▸ **Coordinate labeling data**:
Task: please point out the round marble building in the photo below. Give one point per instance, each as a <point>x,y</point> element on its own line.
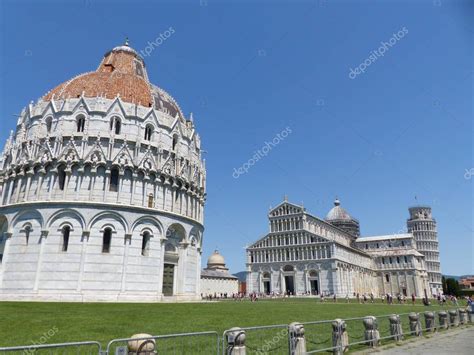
<point>102,190</point>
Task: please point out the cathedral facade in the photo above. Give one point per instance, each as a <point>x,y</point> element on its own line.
<point>303,254</point>
<point>102,191</point>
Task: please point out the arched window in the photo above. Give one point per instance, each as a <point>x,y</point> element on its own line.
<point>146,243</point>
<point>114,179</point>
<point>148,132</point>
<point>175,141</point>
<point>81,122</point>
<point>61,177</point>
<point>115,125</point>
<point>66,232</point>
<point>49,124</point>
<point>106,240</point>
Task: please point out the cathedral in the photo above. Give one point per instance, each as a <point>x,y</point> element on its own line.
<point>303,254</point>
<point>102,191</point>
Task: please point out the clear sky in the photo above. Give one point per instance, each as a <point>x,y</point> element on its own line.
<point>252,70</point>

▸ **GIVEN REQUEST**: Please convert the stretch of material from its start through the line containing "<point>102,190</point>" into a Markdown table with the columns Row and Line, numbering each line and skipping blank lines. Leave the pictures out of the answer.

▸ **RESULT FOR THIS TASK**:
| Row | Line |
|---|---|
| 1 | Task: please point out the round marble building in the photo below. Give one point per instance, each as a <point>x,y</point> element on its own line. |
| 2 | <point>102,190</point> |